### Exercise description
Your output must consist solely of the lines from the one containing "Task: find each instance of the arched" through the end of the records, reproduced exactly.

[Data records]
* * * * *

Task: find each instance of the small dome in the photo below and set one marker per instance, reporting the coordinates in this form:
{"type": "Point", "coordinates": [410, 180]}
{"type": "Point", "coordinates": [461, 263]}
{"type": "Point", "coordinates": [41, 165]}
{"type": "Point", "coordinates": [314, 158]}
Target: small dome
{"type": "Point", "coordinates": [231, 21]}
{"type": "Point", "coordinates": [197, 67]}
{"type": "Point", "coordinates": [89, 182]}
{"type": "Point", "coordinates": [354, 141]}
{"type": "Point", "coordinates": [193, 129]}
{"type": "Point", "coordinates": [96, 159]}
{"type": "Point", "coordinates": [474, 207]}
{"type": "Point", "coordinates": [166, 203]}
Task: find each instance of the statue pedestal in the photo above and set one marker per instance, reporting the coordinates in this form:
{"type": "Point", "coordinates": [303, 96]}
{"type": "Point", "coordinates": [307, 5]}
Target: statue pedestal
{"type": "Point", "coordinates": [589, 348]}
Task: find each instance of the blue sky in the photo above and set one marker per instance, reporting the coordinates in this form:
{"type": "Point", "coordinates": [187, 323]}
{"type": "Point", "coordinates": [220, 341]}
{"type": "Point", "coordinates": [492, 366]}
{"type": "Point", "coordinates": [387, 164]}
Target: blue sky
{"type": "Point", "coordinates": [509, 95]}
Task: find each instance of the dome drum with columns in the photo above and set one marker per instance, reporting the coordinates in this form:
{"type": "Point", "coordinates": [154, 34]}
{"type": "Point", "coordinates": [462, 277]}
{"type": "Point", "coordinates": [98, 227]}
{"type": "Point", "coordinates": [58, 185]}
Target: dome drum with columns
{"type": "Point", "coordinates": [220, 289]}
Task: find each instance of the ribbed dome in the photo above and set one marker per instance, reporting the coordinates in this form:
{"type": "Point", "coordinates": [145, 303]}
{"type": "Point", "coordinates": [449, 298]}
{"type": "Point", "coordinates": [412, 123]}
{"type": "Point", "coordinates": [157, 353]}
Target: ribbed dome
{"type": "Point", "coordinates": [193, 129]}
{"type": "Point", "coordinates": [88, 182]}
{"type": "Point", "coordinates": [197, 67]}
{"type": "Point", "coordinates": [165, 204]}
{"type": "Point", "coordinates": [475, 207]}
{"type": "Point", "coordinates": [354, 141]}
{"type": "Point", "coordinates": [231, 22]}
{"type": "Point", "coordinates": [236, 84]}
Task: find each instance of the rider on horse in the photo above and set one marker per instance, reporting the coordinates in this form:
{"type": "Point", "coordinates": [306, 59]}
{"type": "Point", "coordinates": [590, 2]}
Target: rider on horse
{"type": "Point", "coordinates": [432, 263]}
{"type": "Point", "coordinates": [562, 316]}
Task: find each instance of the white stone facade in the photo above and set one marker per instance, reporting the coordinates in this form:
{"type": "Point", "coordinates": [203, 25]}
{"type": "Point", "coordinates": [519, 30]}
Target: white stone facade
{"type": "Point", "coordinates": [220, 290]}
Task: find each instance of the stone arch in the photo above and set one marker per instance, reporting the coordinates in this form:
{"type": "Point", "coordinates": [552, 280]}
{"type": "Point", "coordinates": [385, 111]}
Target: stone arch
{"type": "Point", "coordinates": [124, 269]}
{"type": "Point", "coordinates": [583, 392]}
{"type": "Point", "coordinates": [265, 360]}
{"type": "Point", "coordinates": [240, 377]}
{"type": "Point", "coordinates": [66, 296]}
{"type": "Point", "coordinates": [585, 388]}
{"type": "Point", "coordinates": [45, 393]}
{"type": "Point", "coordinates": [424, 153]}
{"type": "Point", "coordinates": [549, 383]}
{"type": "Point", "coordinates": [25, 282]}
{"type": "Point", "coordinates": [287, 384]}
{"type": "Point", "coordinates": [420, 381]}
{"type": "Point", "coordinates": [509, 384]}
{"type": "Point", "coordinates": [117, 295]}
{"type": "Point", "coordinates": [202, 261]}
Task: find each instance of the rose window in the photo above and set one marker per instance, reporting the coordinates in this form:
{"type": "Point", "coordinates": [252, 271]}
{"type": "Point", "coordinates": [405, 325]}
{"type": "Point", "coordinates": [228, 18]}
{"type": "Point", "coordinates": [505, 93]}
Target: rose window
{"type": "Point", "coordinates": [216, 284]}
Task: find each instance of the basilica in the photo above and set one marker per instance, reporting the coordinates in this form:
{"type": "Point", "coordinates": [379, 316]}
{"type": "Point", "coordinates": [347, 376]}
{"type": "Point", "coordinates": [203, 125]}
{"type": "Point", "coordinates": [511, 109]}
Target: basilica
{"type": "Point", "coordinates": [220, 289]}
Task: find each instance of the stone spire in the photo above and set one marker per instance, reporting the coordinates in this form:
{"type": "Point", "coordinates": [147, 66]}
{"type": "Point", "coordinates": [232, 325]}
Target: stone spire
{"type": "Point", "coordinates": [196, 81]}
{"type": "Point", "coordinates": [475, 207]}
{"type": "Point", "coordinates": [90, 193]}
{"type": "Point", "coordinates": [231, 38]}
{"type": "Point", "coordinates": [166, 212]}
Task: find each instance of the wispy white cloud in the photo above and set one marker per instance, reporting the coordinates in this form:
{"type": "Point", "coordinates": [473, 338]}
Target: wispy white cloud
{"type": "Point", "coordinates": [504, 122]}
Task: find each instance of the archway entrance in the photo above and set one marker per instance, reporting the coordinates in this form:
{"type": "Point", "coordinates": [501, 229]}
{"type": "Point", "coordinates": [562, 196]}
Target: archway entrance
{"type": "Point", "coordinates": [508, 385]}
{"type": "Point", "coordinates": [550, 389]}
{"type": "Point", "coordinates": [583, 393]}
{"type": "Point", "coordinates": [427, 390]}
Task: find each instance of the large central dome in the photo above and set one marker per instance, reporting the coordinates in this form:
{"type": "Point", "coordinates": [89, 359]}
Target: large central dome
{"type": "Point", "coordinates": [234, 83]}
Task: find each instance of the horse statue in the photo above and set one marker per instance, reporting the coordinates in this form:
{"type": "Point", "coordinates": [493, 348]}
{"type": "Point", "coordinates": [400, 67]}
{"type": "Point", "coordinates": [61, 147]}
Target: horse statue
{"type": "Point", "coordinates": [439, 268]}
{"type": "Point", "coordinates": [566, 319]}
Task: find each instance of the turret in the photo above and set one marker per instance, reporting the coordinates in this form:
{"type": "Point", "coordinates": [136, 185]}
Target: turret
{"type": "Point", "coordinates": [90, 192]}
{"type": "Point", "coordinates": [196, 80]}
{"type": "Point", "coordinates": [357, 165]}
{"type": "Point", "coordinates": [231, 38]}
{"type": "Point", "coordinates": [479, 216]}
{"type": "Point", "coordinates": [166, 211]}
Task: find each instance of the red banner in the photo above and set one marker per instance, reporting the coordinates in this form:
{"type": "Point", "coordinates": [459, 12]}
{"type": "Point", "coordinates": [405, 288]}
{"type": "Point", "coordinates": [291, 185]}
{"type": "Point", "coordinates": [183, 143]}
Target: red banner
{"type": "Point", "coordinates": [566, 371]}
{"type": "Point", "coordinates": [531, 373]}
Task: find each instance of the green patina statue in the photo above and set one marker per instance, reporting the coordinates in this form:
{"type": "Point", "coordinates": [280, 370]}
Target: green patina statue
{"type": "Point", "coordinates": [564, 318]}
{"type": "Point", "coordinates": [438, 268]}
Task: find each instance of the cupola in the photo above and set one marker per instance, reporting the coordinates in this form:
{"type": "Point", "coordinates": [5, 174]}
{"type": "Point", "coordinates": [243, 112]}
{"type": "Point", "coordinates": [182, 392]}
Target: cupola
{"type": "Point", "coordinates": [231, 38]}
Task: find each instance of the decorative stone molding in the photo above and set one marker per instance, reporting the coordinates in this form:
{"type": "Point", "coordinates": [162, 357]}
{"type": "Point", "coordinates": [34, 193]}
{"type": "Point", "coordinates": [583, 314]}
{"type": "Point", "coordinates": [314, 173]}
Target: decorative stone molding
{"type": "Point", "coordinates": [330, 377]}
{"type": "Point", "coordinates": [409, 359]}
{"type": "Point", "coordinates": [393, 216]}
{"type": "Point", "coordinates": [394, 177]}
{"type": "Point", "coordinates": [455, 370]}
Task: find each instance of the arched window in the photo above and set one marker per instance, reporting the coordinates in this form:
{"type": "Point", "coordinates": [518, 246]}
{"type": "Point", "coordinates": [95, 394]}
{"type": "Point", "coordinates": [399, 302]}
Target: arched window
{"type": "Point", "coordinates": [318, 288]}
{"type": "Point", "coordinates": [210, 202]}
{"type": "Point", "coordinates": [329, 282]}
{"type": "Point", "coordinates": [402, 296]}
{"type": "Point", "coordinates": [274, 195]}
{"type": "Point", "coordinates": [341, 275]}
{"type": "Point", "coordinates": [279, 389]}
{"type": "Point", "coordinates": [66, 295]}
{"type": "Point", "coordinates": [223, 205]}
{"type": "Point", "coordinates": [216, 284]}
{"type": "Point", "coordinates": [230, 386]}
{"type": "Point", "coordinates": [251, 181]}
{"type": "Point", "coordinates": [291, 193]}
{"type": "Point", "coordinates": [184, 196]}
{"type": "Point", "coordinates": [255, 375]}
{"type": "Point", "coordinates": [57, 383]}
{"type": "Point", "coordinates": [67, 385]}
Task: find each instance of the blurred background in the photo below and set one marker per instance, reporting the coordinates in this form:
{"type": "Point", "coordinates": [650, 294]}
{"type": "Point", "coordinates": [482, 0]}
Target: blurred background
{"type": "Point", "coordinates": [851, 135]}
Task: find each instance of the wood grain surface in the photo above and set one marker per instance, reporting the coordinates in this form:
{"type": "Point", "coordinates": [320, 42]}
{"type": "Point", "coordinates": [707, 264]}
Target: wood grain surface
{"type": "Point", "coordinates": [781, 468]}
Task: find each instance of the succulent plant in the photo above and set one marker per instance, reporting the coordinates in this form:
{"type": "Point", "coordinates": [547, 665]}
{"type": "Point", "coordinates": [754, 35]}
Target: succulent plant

* * * * *

### Solution to the exercise
Task: find each instance of the arched window in the photo above and set one marker per instance, reporting the coordinates in this form:
{"type": "Point", "coordinates": [518, 246]}
{"type": "Point", "coordinates": [95, 394]}
{"type": "Point", "coordinates": [399, 302]}
Target: arched window
{"type": "Point", "coordinates": [318, 288]}
{"type": "Point", "coordinates": [210, 202]}
{"type": "Point", "coordinates": [329, 282]}
{"type": "Point", "coordinates": [402, 296]}
{"type": "Point", "coordinates": [274, 195]}
{"type": "Point", "coordinates": [341, 275]}
{"type": "Point", "coordinates": [279, 389]}
{"type": "Point", "coordinates": [66, 295]}
{"type": "Point", "coordinates": [223, 205]}
{"type": "Point", "coordinates": [216, 284]}
{"type": "Point", "coordinates": [230, 386]}
{"type": "Point", "coordinates": [251, 181]}
{"type": "Point", "coordinates": [291, 193]}
{"type": "Point", "coordinates": [184, 196]}
{"type": "Point", "coordinates": [255, 375]}
{"type": "Point", "coordinates": [57, 383]}
{"type": "Point", "coordinates": [67, 385]}
Task: find each instance of the blurred background in the photo below and set one marker per instance, reporting the coordinates in this form:
{"type": "Point", "coordinates": [650, 294]}
{"type": "Point", "coordinates": [482, 0]}
Target: blurred background
{"type": "Point", "coordinates": [851, 135]}
Task: find each instance of the wood grain surface in the photo above and set one marker per instance, reporting the coordinates in this form:
{"type": "Point", "coordinates": [320, 42]}
{"type": "Point", "coordinates": [707, 264]}
Target: wood grain surface
{"type": "Point", "coordinates": [781, 468]}
Task: find each instance of the succulent plant in the photo above and set one marker per instance, reporting the coordinates in this form:
{"type": "Point", "coordinates": [547, 665]}
{"type": "Point", "coordinates": [754, 35]}
Target: succulent plant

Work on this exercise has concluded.